— TO DO —
Convert the rows into a JSON list of strings, one string per line and no blank lines, starting at the line containing "Roadside-survey request: point out the concrete" and running through the end of the rows. Leave out the pictures.

— ENTRIES SHOWN —

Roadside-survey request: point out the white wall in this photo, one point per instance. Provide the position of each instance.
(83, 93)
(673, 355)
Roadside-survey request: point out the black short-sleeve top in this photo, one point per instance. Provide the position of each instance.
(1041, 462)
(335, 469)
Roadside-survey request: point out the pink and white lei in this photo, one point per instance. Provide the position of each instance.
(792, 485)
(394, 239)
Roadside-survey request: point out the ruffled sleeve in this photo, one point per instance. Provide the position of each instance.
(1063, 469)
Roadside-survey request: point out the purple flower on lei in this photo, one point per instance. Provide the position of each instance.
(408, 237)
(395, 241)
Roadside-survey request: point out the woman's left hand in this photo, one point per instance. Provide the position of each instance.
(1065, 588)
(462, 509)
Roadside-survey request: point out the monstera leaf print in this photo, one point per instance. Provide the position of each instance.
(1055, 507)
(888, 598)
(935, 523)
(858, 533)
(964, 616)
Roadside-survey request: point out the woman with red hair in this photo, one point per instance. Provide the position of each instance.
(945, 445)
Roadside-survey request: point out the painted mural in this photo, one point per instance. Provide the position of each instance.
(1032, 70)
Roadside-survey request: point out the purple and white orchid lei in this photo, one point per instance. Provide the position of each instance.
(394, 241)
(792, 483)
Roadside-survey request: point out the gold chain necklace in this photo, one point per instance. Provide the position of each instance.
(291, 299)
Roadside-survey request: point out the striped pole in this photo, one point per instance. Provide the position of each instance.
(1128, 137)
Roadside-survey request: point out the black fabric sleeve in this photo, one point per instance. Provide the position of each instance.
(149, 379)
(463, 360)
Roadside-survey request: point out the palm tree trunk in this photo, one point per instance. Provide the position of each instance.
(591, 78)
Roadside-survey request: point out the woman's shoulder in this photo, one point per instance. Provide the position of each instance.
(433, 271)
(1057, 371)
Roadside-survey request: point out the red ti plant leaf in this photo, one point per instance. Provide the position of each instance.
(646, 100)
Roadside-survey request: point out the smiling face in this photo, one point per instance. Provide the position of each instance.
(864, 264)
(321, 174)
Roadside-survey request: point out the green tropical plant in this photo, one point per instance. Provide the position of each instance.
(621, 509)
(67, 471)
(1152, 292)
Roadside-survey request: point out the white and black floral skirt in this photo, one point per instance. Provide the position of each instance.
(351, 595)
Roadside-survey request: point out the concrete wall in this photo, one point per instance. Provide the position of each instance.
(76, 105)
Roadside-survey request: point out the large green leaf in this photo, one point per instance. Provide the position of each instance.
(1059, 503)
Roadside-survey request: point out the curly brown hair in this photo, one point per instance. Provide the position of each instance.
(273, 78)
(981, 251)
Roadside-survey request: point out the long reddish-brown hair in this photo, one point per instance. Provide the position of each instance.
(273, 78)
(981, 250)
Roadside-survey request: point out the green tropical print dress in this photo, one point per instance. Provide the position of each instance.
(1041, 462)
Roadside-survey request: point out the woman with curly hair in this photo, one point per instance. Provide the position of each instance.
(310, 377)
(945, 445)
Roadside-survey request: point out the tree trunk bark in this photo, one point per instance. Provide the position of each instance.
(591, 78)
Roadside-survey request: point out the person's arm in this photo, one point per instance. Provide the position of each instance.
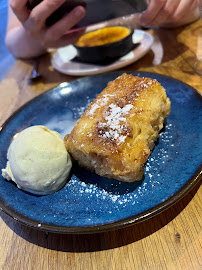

— RESPONSE —
[
  "Roadside-survey request: point out the concrete wall in this photo, one point per instance. Provide the position of each instance.",
  "(76, 105)",
  "Roadside-survey request: point out the large green leaf in this photo, one point per instance. Provide the position of each instance.",
  "(1059, 503)",
  "Roadside-survey request: point out the curly brown hair in this photo, one point per instance. Provide the position of each instance.",
  "(273, 78)",
  "(981, 251)",
  "Roadside-survey request: point out the long reddish-brown hair in this photo, one point per instance. Provide the position of each instance.",
  "(273, 78)",
  "(981, 250)",
  "Roadside-survey request: point out the green tropical print dress in this photo, one point per instance. Provide the position of each instance.",
  "(1041, 462)",
  "Roadside-survey request: point out the woman with curly hair in this photo, one point per instance. Provide the position of each instance.",
  "(310, 377)",
  "(945, 445)",
  "Roadside-survey request: point out the tree trunk bark in this photo, one point per instance. Provide the position of each instance.",
  "(591, 78)",
  "Roadside-survey request: point out the person's arm in this photo, one point per instance. Provide the position of each instance."
]